* [Set task]:
Transcribe each record below word for word.

Location annotation dataset excerpts

.....

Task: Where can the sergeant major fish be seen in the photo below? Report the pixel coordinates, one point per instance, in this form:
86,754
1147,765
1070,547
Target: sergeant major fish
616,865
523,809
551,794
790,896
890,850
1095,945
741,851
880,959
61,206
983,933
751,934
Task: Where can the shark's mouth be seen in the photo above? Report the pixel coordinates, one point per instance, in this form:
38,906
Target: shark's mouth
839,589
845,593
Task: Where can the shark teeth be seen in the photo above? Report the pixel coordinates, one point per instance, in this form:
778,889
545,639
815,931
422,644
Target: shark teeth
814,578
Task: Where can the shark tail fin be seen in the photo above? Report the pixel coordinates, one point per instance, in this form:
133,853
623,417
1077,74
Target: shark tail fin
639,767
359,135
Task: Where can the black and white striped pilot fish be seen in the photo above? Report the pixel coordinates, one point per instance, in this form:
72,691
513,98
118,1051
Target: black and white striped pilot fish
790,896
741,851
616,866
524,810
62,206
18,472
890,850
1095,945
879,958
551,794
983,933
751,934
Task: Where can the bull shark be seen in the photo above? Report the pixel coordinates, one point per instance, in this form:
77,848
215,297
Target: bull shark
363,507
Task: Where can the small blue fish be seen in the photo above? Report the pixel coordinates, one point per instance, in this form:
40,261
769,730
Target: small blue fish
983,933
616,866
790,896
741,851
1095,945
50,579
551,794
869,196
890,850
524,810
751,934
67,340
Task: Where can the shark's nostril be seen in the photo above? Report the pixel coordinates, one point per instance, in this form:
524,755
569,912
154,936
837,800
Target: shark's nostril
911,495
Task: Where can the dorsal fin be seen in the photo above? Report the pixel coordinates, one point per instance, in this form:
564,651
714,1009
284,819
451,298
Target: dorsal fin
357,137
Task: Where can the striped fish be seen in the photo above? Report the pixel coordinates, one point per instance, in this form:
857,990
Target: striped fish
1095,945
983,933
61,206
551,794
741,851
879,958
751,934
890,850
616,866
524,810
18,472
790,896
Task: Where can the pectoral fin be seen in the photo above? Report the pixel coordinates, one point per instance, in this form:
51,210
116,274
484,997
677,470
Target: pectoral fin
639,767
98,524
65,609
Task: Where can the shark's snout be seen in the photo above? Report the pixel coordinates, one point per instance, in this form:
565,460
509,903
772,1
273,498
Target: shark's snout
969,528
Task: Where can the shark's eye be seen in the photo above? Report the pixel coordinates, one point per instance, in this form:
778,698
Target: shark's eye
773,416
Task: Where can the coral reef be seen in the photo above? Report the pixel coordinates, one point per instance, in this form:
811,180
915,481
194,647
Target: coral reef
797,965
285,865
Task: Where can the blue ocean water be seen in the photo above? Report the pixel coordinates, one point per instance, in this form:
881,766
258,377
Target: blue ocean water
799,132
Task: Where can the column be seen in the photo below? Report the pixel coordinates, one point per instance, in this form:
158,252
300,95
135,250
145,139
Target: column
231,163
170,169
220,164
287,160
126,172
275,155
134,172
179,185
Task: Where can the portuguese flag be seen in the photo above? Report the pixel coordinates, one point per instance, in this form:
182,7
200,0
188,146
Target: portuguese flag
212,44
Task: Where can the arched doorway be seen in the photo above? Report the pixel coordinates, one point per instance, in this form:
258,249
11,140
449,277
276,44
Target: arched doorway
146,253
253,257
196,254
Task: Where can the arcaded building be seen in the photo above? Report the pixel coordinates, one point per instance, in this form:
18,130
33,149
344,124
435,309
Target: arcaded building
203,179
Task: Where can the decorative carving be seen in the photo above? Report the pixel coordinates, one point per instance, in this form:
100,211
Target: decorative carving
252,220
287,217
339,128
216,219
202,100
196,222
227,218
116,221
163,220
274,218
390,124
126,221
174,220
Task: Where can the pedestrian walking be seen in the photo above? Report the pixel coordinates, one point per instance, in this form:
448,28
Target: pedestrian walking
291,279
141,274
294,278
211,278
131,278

.....

* [Written answer]:
Task: Where can the sergeant major fish be seen in the photo below? Report the pixel coordinates, one point per instance, in this form:
86,754
1147,765
1070,547
Target: sergeant major fish
616,865
523,809
551,794
790,896
890,850
1095,945
741,851
880,959
61,206
983,933
751,934
Task: Where can the shark's mouth be seen in the photo above? Report the pixel coordinates, one point per instance, in this form:
38,906
Target: shark's mouth
839,589
845,593
Task: Where can the shark teeth be seen in the photo above? Report the pixel coordinates, one point per instance, in this form:
778,889
545,639
815,931
422,644
Target: shark teeth
814,578
Task: Where can the shark tail fin be seen in the photo above? Report the pixel coordinates, one point per instance, in this form:
133,853
623,417
1077,74
Target: shark tail fin
639,767
359,135
Task: Where can the black and white striped pilot fish be seen in the photo above? Report the pixel coordinates, one point per instance, in this form:
72,691
513,98
118,1051
Target: black and white striped pilot fish
790,896
741,851
616,866
524,810
62,206
18,472
890,850
1095,945
879,958
551,794
983,933
751,934
Task: Where can the bull shark be seen in the photo above? Report the pixel coordinates, one point per instance, in this form:
77,848
215,297
Target: bull shark
363,507
Task: Where can the small blue fish be seen in the photo above? Report the pixel coordinates, one point per instance, in this form:
40,261
769,730
Target: small blue fish
983,933
616,866
790,896
741,851
1095,945
50,579
551,794
869,196
890,850
524,810
751,934
67,340
Task: Where can the shark's nostril be seen in the photo above? Report the pixel coordinates, one point per instance, in this form:
524,755
569,912
154,936
837,800
Target: shark's nostril
911,495
Task: Where can the dorsal fin be seen in the photo above? Report the pixel coordinates, one point per instance, in this form:
564,651
714,1009
284,819
451,298
Target: dorsal fin
357,137
Task: Where can the striped fish be seen in the photo above? Report the pixel coordinates, one point per instance, in this form:
857,990
Target: striped fish
1095,945
983,933
61,206
551,794
741,851
879,958
751,934
890,850
616,866
524,810
18,472
790,896
Task: Where can the pectoral fin be seen in the photo above? Report the pixel coordinates, one point per instance, in this form:
51,210
116,274
484,997
677,470
Target: pectoral fin
639,767
98,524
65,609
Task: Where can the shark's snout be seen in the photo above? Report the pixel coordinates, one point per instance, in this form:
565,460
509,903
772,1
273,498
Target: shark's snout
969,528
Task: Where can the shark's eye be seen in the photo above? Report the pixel coordinates, one point per instance, in this form:
778,698
Target: shark's eye
773,416
Task: Where can the coral reef be seen in the photo above? Report the pixel coordinates, one point per instance, in this form:
811,180
915,481
194,647
Target: coral reef
797,965
285,865
Task: Where can the blue ocean water be seen in the photo above? Report the pixel coordinates, one point per instance, in this form:
881,766
258,377
Target: blue ocean water
799,132
Task: Where can the column be seen in the photo below? Report the pixel coordinates, one point per instance, in this form:
158,252
300,95
135,250
145,139
Target: column
231,163
170,169
220,164
287,160
126,172
275,155
134,172
179,185
Task: Where can the portuguese flag be seen in the photo above? Report the pixel coordinates, one point per instance, in this form:
182,7
200,0
188,146
Target: portuguese flag
212,44
Task: Where can the arched doorway be seen in the photo above? Report the pixel coordinates, one point per instance, in this form:
258,249
11,140
449,277
276,44
Target: arched doorway
146,253
253,257
196,254
Task: Where can the arcaded building be seen in the photo above? Report the pixel coordinates, one point per instance, in this form:
18,130
33,149
344,124
435,309
Target: arcaded building
203,179
Task: Where can the decorative carving be seen in the photo above? Report the pixel coordinates, one point per instance, in this form:
100,211
Target: decorative carving
252,220
287,217
339,128
216,219
202,100
196,222
227,218
116,221
163,220
274,218
390,124
126,221
174,220
Task: Where can the pedestrian walking be seen in the photo above? Report the pixel coordinates, one point per instance, in this form:
448,28
Target: pedestrian walking
291,279
141,274
294,278
211,278
131,278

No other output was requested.